■ Task goal
Write out all of the entries, matching the original exactly.

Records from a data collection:
= = = =
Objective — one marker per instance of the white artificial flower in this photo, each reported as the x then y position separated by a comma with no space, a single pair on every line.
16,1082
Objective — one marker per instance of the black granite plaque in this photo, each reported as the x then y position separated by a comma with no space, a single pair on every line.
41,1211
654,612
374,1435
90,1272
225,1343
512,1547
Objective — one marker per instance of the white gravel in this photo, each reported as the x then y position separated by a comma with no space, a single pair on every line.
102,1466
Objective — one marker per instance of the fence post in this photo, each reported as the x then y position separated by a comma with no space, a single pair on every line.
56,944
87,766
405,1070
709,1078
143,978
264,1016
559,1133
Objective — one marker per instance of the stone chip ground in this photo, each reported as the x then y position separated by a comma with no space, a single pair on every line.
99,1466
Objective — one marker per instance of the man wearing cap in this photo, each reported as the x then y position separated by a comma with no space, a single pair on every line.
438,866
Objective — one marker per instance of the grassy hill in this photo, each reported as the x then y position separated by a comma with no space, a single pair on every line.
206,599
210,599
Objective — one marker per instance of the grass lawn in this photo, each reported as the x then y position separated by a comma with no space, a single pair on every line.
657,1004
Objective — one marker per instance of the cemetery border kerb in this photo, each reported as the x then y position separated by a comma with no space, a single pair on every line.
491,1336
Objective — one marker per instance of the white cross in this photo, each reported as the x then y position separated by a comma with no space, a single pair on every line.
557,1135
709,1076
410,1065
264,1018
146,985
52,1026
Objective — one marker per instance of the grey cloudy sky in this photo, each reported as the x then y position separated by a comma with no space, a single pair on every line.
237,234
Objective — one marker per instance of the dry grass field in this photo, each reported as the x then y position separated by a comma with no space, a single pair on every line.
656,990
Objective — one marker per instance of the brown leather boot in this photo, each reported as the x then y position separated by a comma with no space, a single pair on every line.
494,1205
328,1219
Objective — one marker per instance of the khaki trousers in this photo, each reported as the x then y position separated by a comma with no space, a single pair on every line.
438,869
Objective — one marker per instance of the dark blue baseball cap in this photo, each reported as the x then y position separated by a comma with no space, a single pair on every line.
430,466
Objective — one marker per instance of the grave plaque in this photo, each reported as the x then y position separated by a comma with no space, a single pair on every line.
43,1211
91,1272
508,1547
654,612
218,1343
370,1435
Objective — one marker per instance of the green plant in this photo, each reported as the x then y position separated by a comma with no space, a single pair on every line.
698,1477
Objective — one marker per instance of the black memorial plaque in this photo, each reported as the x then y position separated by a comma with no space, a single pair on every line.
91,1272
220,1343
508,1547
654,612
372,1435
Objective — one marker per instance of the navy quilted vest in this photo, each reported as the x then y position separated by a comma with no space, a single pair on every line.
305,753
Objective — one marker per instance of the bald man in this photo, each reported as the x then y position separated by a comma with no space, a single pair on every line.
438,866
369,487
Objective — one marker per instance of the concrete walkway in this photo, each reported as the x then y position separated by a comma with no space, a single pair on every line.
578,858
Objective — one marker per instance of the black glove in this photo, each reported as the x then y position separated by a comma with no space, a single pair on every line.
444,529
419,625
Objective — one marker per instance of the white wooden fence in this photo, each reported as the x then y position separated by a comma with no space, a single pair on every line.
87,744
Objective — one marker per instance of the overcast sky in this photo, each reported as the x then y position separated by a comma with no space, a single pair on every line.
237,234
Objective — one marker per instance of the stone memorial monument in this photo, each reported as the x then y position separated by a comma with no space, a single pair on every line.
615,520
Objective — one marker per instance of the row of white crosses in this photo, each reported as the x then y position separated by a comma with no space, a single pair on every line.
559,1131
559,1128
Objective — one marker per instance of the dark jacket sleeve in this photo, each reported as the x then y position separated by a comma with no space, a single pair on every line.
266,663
= = = =
■ Solution to this task
Objective — one marker per instance of the white artificial flower in this photo, each reported as the x then y position separated by a comma with no space, a single pair on every line.
16,1082
Objective — one marker per instance of the black granite plaque in this photo, each reported as the x then y position separated by a comma with no space, a single pair on every line.
41,1211
654,612
374,1435
90,1272
225,1343
512,1547
Objective — one marker per instance of the white gravel in this photo, each reported as the x then y position separated by a comma with no space, a single pair on every line.
102,1466
Objective — one marker per instance of the fence post in this photo, each reported as the x then y position separated by a comma with no space, a single pair on every line.
56,944
87,766
405,1070
709,1078
143,978
264,1016
559,1133
Objective — one marker per instance of the stone chip ground in this photo, each reported as the x then y position separated by a comma with no space, a single pair on every line.
99,1466
Objective — one marker per instance of the man wearing cap in this photo, each reported as the x then y position separated by a comma with no space, a single pair on every line.
438,866
Objective — one marker per instance of the grassy hill in this photo, each reported as the x then y position separated by a comma with no space, a single pair on every line.
206,599
210,599
Objective — one marker per instance of the grass lawn in this photo, each reported as the x then y position separated by a comma with no space, a single pair on every line.
657,1004
Objective — one marker per instance of the cemetery border kerb in this photo, each reported as the x then y position separated by a comma with no space, a single pair on every line.
491,1336
Objective — one marker per instance of the white cross in this photo, each reported as the x then y position separated by a comma with no space, a single pair on every line.
557,1135
709,1076
410,1065
264,1018
146,985
52,1026
Objective — one marker per instance of the grey cloudy sky in this photo, each reported as the x then y position separated by a comma with no space, a single pair on every line.
237,234
Objective — one marker per instance of the dry grass field in this photo, each reported as the x then y position separated by a comma with no space, a single pair on every line.
656,990
Objective — one marker per instance of the brown leather boot in this photo, each reported as the x then y position separated by a comma with no space, a single pair on every line.
494,1205
328,1219
Objective — one marker per instance of the khaki trousers in this photo, each reported as the x then y position separated by a comma with no space, a single pair on every line.
438,869
Objective — one marker per instance of the dark blue baseball cap in this photo, each reported as the x then y position separated by a comma with no space, a single pair on every line.
430,466
Objective — one marker per instance of the grave plaque in this photo, each reported as the x then y position separated by a comma with no space, a single pair on every line.
43,1211
91,1272
508,1547
654,612
218,1343
370,1435
Objective — one marker per instance of the green plant in this photo, each reported as the x then y position separated by a comma with no space, a single pair on every line.
698,1477
Objective — one marker per instance of the black memorial plaque in this photo, each reported as the x then y position separated by a comma with no space, a single pair on every line.
91,1272
220,1343
508,1547
654,612
372,1435
Objective — one marker per instance of the navy quilted vest in this photo, each reported as the x then y position separated by a comma with no space, a single pair on every line.
305,753
Objective — one marker per instance of the bald man in this photo, each reported as the x then y position separated by a comma with no space, a single pair on every line.
438,866
369,487
Objective — one marker per instance of the concrete walkway in this photo, each reported as the x then y position separated by a comma with no space, a single pair on every line.
578,858
Objective — one marker per instance of the black glove in this photo, each reported as the x then y position separated by a comma with no space, a single pair on every line.
444,529
419,625
Objective — one marker per instance of the white wooden fence in this photo, each reported as the x then y position separated by a comma with no space, a single pair on every line.
87,744
Objective — one marker per instance of the overcast sky in this photo, each reported as the x then y position separated by a comma with no space, a single pair on every line.
237,234
Objective — one marker per instance of the stone memorial monument in this photo, each reported as the x then y position separated by a comma with no space, a single pair on every line.
615,520
Objective — one marker per instance of the row of white crosses in this photo, each reported as the x then y position separated by a comma with no space, a single pair on every line.
559,1131
559,1128
Objective — one marker per instance of the dark jacket sleeve in this photo, each reported as the x then y position separated by a comma with no space, a single pair on every line.
266,663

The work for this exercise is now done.